_Source extract:_
-=-=-

She and her colleagues believe their study is the first to show that voluntary alcohol drinking has these effects on the physical development of neural pathways in the prefrontal cortex, one of the last brain regions to mature.

In humans, early onset of alcohol use in young teenagers has been linked to memory problems, impulsivity and an increased risk of alcoholism in adulthood. Because adolescence is a period when the prefrontal cortex matures, Richardson adds, it is possible that alcohol exposure might alter the course of brain development. Rodent models used in this study are documented to have clinical relevance to alcohol use disorder in humans.

The prefrontal cortex is the center of decision-making and regulates emotions and impulses. Specifically, the researchers explored the physical damage to fatty myelin sheaths that wrap and insulate axons, the "wires" that transmit information from one neuron to another. Myelin increases the speed at which electrical impulses travel along axons, enhancing information-processing and cognitive performance.

Richardson and her colleagues doctoral candidate and first author Wanette Vargas, Lynn Bengston and Brian Whitcomb of UMass Amherst, with Nicholas Gilpin of Louisiana State University, conducted this study with support of a two-year grant from the National Institute on Alcohol Abuse and Alcoholism at the National Institutes of Health.

-=-=-

_Given entries:_

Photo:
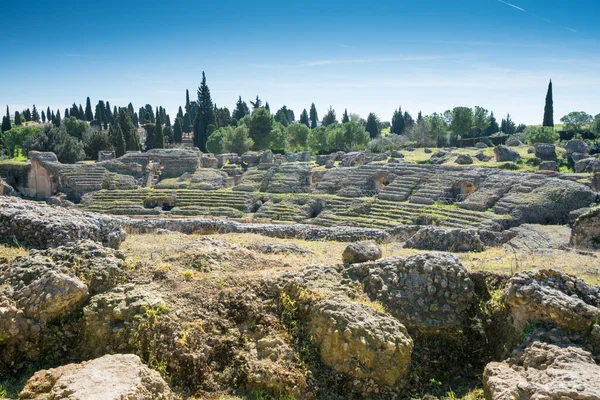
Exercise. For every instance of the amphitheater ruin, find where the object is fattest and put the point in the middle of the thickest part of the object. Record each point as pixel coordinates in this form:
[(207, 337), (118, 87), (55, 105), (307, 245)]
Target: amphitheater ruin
[(177, 274)]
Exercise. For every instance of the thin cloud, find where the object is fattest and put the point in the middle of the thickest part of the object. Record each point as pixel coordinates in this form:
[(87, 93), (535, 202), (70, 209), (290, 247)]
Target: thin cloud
[(325, 62)]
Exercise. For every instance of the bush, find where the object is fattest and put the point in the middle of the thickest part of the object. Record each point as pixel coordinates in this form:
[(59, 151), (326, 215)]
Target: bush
[(541, 134)]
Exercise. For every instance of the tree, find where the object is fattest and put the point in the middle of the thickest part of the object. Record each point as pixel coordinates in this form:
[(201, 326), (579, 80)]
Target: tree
[(462, 122), (372, 125), (481, 120), (330, 117), (541, 134), (314, 118), (241, 109), (178, 130), (304, 118), (35, 115), (205, 116), (256, 103), (576, 120), (260, 126), (159, 137), (595, 129), (397, 122), (88, 111), (297, 135), (549, 108), (345, 117), (493, 126)]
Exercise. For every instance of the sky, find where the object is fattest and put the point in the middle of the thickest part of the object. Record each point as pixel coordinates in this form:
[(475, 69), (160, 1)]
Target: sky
[(372, 56)]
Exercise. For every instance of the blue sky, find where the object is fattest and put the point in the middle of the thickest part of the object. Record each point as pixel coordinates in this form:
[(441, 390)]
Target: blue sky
[(370, 56)]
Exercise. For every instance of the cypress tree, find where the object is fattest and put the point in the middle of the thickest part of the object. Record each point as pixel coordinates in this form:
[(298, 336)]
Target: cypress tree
[(345, 117), (88, 110), (304, 118), (159, 137), (549, 108), (35, 115), (314, 117), (205, 116), (178, 130)]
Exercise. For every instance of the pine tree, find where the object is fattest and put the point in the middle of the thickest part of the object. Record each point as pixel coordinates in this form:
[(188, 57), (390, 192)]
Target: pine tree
[(314, 117), (304, 118), (205, 116), (549, 108), (159, 137), (397, 122), (345, 117), (88, 110), (372, 125), (178, 130), (35, 115)]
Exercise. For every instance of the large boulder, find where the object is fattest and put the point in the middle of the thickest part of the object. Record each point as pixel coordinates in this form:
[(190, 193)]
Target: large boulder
[(361, 252), (505, 153), (430, 293), (544, 371), (464, 159), (576, 146), (586, 230), (552, 296), (40, 225), (545, 151), (361, 342), (111, 377)]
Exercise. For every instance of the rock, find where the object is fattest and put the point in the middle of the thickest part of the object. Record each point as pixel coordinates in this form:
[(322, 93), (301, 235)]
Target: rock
[(552, 296), (464, 159), (544, 371), (40, 225), (361, 342), (586, 230), (361, 252), (513, 142), (576, 146), (431, 293), (545, 151), (504, 153), (266, 157), (109, 318), (548, 166), (111, 377), (481, 156), (6, 189), (454, 240)]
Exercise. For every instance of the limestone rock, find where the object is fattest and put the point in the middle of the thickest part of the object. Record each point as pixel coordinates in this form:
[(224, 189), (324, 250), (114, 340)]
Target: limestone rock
[(111, 377), (544, 371), (505, 153), (548, 166), (427, 292), (361, 252), (464, 159), (40, 225), (545, 151), (586, 230), (552, 296), (359, 341)]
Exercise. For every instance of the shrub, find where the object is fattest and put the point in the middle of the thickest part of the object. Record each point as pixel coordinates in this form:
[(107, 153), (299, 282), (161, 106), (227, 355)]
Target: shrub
[(541, 134)]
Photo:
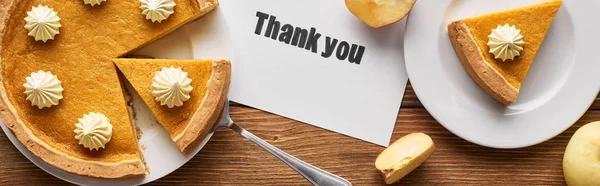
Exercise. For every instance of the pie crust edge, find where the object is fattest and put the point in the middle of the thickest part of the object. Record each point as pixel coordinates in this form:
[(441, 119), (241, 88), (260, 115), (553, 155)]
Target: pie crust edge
[(61, 160), (209, 112), (486, 76)]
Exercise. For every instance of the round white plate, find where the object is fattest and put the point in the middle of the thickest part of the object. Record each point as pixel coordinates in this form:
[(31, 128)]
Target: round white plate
[(205, 38), (560, 86)]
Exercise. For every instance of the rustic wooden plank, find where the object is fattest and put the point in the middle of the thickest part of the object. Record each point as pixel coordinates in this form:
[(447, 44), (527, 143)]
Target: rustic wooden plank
[(229, 159)]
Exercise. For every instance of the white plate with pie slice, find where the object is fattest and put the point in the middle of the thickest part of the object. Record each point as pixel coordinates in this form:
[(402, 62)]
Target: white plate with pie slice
[(205, 38), (560, 86)]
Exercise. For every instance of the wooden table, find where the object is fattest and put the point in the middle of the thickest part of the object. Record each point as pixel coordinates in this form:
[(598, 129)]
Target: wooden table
[(229, 159)]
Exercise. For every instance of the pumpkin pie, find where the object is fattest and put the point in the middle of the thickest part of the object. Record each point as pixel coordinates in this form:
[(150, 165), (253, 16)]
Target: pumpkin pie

-=-=-

_Questions on the material:_
1. According to the passage on adolescent alcohol use, why might alcohol exposure during adolescence change the course of brain development? Answer in one to three sentences.
2. Repeat the part of the passage on adolescent alcohol use that opens with the words "Richardson and her" and closes with "Institutes of Health.".
3. Pick up the passage on adolescent alcohol use after its final sentence and continue it.

_Activity answers:_
1. Adolescence is a period when the prefrontal cortex matures. Alcohol exposure during that time might therefore alter how the brain develops.

2.
Richardson and her colleagues doctoral candidate and first author Wanette Vargas, Lynn Bengston and Brian Whitcomb of UMass Amherst, with Nicholas Gilpin of Louisiana State University, conducted this study with support of a two-year grant from the National Institute on Alcohol Abuse and Alcoholism at the National Institutes of Health.

3.
The researchers used preclinical rodent models to explore how alcohol affects myelin in the prefrontal cortex. They gave male rats in early adolescence, several bouts of access to sweetened alcohol or, in controls, the same amount of sweetened water daily for two weeks. Like teenagers, rats love sweet beverages and are willing to work for this reward by pressing on a lever in an operant box. This approach supported the development of a behavioral reinforcement circuit and generated a high amount of voluntary alcohol consumption during the rats' early adolescent developmental period.

The researchers examined myelin at the end of the binge-drinking period and found that it was reduced in the prefrontal cortex of the binge drinking adolescent rats. In a separate experiment, they examined myelin several months later after testing for adult drinking behaviors and found that adolescent alcohol drinking caused significant white matter loss and damage to myelin in the prefrontal cortex.

They also noted that the effects of adolescent alcohol were comparable to what was observed after alcohol dependence in adulthood. The duration and amount of alcohol exposure was much less in the adolescent drinking model compared to the adult dependence model. This shows that the adolescent brain may have heightened sensitivity to alcohol, Richardson and colleagues say.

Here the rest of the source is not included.